:: SHORT EXERCISE ::
Can you copy every one of the items below line for line, without changing anything?

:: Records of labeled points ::

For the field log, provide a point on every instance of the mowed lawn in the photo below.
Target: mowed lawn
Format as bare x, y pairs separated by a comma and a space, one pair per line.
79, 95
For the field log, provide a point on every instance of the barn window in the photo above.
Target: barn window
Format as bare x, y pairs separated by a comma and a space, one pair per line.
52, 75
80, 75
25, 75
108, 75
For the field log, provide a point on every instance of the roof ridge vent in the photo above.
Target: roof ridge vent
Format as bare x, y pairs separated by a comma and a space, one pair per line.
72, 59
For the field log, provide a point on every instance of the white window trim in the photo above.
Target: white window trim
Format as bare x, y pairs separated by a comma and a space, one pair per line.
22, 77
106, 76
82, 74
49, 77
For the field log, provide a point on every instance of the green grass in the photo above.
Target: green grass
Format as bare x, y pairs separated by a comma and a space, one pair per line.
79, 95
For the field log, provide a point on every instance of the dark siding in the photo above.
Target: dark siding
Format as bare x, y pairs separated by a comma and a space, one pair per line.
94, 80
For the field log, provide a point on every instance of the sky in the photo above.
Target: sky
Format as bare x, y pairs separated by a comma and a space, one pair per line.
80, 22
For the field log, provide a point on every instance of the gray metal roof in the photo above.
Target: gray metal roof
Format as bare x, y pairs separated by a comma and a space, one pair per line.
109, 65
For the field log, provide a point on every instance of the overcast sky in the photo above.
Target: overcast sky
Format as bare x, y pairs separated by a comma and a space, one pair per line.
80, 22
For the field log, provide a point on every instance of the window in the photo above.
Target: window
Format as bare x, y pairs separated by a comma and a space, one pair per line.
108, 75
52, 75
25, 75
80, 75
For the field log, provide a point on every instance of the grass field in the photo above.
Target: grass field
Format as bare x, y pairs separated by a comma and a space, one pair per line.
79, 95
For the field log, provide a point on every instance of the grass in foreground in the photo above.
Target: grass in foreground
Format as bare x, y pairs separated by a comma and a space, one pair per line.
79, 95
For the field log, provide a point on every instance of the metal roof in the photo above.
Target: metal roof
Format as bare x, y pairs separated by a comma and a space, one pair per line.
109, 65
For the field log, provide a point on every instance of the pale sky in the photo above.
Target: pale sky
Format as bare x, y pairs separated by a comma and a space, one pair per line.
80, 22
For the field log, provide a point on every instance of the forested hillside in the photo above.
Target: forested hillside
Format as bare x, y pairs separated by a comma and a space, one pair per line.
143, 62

:: EXERCISE RESPONSE ::
For the field log, provide a point on every instance of the mowed lawn in the photo below.
Target: mowed lawn
Format as bare x, y pairs separated by a comma and a space, one pair per line.
79, 95
For the field log, provide a point on every instance of the barn window in the photo above.
Target: barn window
Format as bare x, y pairs separated by a comma and a space, one pair per line.
52, 75
80, 75
25, 75
108, 75
For the field log, provide a point on every instance of the roof ridge vent in the photo above.
Target: roof ridge vent
Format as bare x, y pairs separated by a comma and a space, one pair per line.
72, 59
For the field log, provide a point on every instance of the white window trim in the photo above.
Target: white window trim
Format as bare x, y pairs separated by a comma and a space, one pair per line.
22, 77
106, 76
82, 74
49, 77
For the field log, provide a point on every instance of the green grass in the photo above.
Target: green grass
Format as bare x, y pairs separated by a comma and a space, one pair per line.
79, 95
For the field log, provide a point on every instance of the dark siding in the photo above.
Target: dark siding
Format as bare x, y pairs separated by a comma and a space, one pair per line.
94, 80
For the field log, provide a point on every instance of the sky in the photo above.
Target: sky
Format as bare x, y pairs separated by a comma and a space, one pair per line.
80, 22
For the field log, provide a point on every instance of the gray metal roof in the photo above.
Target: gray metal roof
Format as bare x, y pairs separated by a comma and a space, one pair per line.
109, 65
For the field log, provide a point on every instance of the overcast sky in the photo above.
Target: overcast sky
Format as bare x, y pairs separated by a comma and a space, one pair per line.
80, 22
For the field log, provide a point on every instance of the window in the photo above.
Target: window
Format as bare x, y pairs separated by a comma and a space, one pair per line.
108, 75
52, 75
25, 75
80, 75
For the field log, provide a point on every instance of the grass field in the photo above.
Target: grass field
Format as bare x, y pairs separated by a comma and a space, one pair per line.
79, 95
For the field log, provide a point on every instance of the grass in foreground in the photo above.
Target: grass in foreground
Format as bare x, y pairs separated by a comma and a space, one pair per line.
79, 95
For the field log, provide a point on every instance of the metal roof in the photo above.
Target: metal roof
Format as bare x, y pairs separated by a comma and a space, one pair per line.
109, 65
For the field log, provide a point on every instance of the pale sky in the photo above.
Target: pale sky
Format as bare x, y pairs separated by a comma and a space, one pair per line.
80, 22
For the field log, provide a point on every instance of the forested hillside in the photo above.
Target: forested hillside
Format as bare x, y pairs separated by a comma and a space, one pair per line.
143, 62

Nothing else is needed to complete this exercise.